*Teks Sumber*.
________________

Untuk diketahui, setiap tahun Kementerian Kehutanan RI memang menggelar kontes pohon gmelina untuk seluruh petani di Indonesia. Kontes ini salahsatu upaya menggalakkan program Penghijauan dan Konservasi Alam (PKA). Pohon yang diikutkan harus memenuhi beberapa kriteria . Di antaranya umur pohon tak boleh lebih 7 tahun, pohon tumbuh lurus tinggi tanpa cabang, diameter 40 sentimeter pada ketinggian 130 sentimeter, satu pohon harus sudah mencapai 1 kubik, dan lain-lain.
Satu pohon gmelina milik Paimin memenuhi kriteria itu dan diajukan kelompok taninya, untuk dilakukan penilaian. Kala penilaian dilakukan Dinas Perkebunan, Pertanian, dan Kehutanan Samarinda, gmelina Paimin lolos. Penilaian Dinas Kehutanan Kaltim juga memenangkan gmelina Paimin. Dari provinsi, gmelina Paimin maju ke Jakarta. “Tim dari Jakarta sempat memeriksa gmelina saya,” ujarnya. Dan, satu gmelina Paimin yang menjulang lurus menantang langit, dinyatakan sebagai pemenang.

________________

Daftar data
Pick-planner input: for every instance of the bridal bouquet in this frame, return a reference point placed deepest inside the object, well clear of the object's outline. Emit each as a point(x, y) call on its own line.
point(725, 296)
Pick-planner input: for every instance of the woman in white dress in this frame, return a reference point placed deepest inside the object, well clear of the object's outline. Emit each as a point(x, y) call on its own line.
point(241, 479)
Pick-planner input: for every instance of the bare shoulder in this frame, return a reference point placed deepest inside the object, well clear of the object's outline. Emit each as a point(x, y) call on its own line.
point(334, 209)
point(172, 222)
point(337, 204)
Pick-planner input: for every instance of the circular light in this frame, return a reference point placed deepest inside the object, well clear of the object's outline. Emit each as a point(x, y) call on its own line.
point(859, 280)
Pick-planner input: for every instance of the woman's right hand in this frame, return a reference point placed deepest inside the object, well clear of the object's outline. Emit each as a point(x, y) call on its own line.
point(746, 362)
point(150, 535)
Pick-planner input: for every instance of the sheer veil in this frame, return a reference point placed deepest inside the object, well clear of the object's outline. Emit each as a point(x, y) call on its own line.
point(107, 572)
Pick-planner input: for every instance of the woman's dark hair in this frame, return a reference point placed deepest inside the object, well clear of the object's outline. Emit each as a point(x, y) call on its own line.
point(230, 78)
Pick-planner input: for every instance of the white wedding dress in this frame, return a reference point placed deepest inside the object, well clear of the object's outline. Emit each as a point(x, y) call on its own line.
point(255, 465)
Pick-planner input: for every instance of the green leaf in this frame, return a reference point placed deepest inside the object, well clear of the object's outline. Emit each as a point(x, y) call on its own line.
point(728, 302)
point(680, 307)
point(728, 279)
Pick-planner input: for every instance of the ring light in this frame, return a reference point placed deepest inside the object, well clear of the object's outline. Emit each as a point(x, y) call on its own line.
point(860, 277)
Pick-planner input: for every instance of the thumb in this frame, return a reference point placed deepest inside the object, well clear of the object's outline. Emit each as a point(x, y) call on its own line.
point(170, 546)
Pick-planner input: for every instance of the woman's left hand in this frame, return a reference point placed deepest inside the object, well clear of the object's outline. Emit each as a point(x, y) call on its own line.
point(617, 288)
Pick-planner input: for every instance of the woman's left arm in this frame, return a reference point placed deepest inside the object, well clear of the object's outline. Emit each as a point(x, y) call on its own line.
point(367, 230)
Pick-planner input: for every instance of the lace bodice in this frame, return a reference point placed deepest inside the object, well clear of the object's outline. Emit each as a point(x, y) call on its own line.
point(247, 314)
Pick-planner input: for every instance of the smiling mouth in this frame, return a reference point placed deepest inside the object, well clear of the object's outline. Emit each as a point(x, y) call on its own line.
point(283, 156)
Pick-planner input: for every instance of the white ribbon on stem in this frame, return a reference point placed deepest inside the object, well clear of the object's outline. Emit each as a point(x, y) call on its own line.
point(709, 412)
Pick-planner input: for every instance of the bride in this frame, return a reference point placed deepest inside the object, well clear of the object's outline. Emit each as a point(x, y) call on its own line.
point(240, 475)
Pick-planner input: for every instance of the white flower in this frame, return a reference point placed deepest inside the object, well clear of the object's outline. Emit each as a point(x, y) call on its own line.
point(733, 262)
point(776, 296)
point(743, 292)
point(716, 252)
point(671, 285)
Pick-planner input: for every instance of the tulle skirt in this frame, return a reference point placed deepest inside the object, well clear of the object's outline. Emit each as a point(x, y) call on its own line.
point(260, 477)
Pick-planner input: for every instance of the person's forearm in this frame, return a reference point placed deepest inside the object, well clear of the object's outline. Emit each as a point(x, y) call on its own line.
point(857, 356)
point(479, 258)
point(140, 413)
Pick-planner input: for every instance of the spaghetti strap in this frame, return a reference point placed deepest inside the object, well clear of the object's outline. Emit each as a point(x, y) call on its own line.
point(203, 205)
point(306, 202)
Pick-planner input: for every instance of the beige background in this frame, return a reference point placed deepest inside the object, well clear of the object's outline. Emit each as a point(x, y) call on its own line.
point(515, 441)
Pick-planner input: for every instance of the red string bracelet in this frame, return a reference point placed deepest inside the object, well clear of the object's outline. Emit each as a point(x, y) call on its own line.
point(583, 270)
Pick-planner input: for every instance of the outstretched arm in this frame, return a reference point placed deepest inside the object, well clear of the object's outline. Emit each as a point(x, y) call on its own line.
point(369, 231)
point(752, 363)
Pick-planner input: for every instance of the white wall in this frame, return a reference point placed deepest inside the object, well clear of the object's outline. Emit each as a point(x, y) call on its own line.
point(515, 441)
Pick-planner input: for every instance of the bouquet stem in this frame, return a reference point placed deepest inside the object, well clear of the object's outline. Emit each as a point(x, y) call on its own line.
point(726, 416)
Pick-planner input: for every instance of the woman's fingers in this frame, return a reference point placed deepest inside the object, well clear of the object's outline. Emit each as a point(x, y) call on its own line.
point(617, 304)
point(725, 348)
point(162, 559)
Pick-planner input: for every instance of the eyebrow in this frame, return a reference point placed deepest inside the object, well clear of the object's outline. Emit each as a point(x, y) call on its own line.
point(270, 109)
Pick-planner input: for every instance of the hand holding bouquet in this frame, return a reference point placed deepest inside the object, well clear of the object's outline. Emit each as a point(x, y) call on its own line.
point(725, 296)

________________

*Daftar Tugas*.
• 1. Ubah paragraf dalam teks sumber yang diawali "Untuk diketahui, setiap tahun" menjadi daftar butir yang ringkas tanpa menghilangkan fakta utamanya.
• 2. Sebutkan semua kriteria pohon peserta kontes yang dirinci secara eksplisit dalam teks sumber.

*Jawaban Tugas*.
• 1.
- Kementerian Kehutanan RI menggelar kontes pohon gmelina setiap tahun untuk seluruh petani di Indonesia.
- Kontes ini merupakan salah satu upaya menggalakkan program Penghijauan dan Konservasi Alam (PKA).
- Pohon peserta wajib memenuhi sejumlah kriteria, antara lain:
  - umur tidak lebih dari 7 tahun;
  - tumbuh lurus dan tinggi tanpa cabang;
  - berdiameter 40 sentimeter pada ketinggian 130 sentimeter;
  - volume satu pohon sudah mencapai 1 kubik.

• 2.
- Umur pohon tidak boleh lebih dari 7 tahun
- Pohon tumbuh lurus dan tinggi tanpa cabang
- Diameter 40 sentimeter pada ketinggian 130 sentimeter
- Satu pohon harus sudah mencapai 1 kubik